BEGIN Records

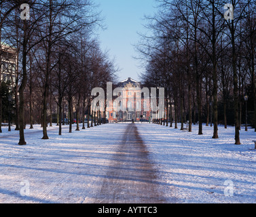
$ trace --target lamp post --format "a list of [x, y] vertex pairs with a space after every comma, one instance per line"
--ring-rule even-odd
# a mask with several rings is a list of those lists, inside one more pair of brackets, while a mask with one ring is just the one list
[[68, 116], [67, 116], [67, 104], [65, 105], [65, 108], [66, 108], [66, 125], [67, 125], [69, 123], [69, 121], [67, 120], [68, 119]]
[[212, 114], [213, 102], [210, 102], [210, 116], [211, 116], [211, 127], [213, 127], [213, 114]]
[[245, 131], [248, 131], [247, 127], [247, 102], [248, 102], [249, 96], [247, 94], [244, 96], [244, 101], [245, 101]]
[[9, 95], [8, 96], [8, 108], [9, 108], [9, 128], [8, 131], [11, 132], [11, 108], [10, 108], [10, 104], [12, 102], [12, 96]]

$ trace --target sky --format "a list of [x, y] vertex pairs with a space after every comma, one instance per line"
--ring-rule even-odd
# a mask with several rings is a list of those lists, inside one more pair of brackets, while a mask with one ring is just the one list
[[138, 81], [143, 72], [133, 45], [140, 40], [137, 33], [145, 33], [145, 15], [153, 15], [155, 0], [94, 0], [105, 18], [107, 29], [100, 31], [99, 39], [103, 50], [109, 50], [110, 58], [115, 58], [120, 68], [118, 81], [131, 77]]

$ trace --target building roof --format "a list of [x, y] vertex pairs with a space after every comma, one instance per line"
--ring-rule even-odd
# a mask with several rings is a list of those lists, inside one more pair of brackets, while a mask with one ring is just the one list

END Records

What needs to be done:
Copy every line of the items above, word for word and in the same order, and leave out the pictures.

Task result:
$ trace --target lamp post --format "a list of [x, y] vertex pairs with a space after every comma, one instance per line"
--ring-rule even-odd
# a mask with several rings is a list of those lists, inside one more pair of brackets, while a mask with one ring is just the one list
[[68, 116], [67, 116], [67, 104], [65, 105], [65, 108], [66, 108], [66, 125], [67, 125], [69, 123], [69, 121], [67, 120], [68, 119]]
[[212, 114], [213, 102], [210, 102], [210, 116], [211, 116], [211, 127], [213, 127], [213, 114]]
[[245, 131], [248, 131], [247, 127], [247, 102], [248, 102], [249, 96], [247, 94], [244, 96], [244, 101], [245, 101]]
[[9, 95], [8, 96], [8, 108], [9, 108], [9, 128], [8, 131], [11, 132], [11, 108], [10, 108], [10, 104], [12, 102], [12, 96]]

$ trace --target sky --format "a list of [x, y] vertex pairs with a space after every comma, one instance per line"
--ring-rule even-odd
# a mask with several rings is a list of those lists, inside one more pair of brackets, while a mask with one ring is just the one list
[[138, 81], [143, 72], [133, 45], [140, 40], [137, 33], [145, 33], [145, 15], [153, 15], [155, 0], [94, 0], [105, 18], [107, 29], [100, 31], [99, 39], [103, 50], [109, 50], [110, 58], [115, 58], [120, 68], [118, 81], [131, 77]]

$ trace --target building roof --format "a list of [x, y] vertex pairs with a space after every comma, one instance per line"
--ring-rule even-odd
# a mask with several rings is a list of those lists, inside one more pair of brackets, while a mask with one ring is just the one list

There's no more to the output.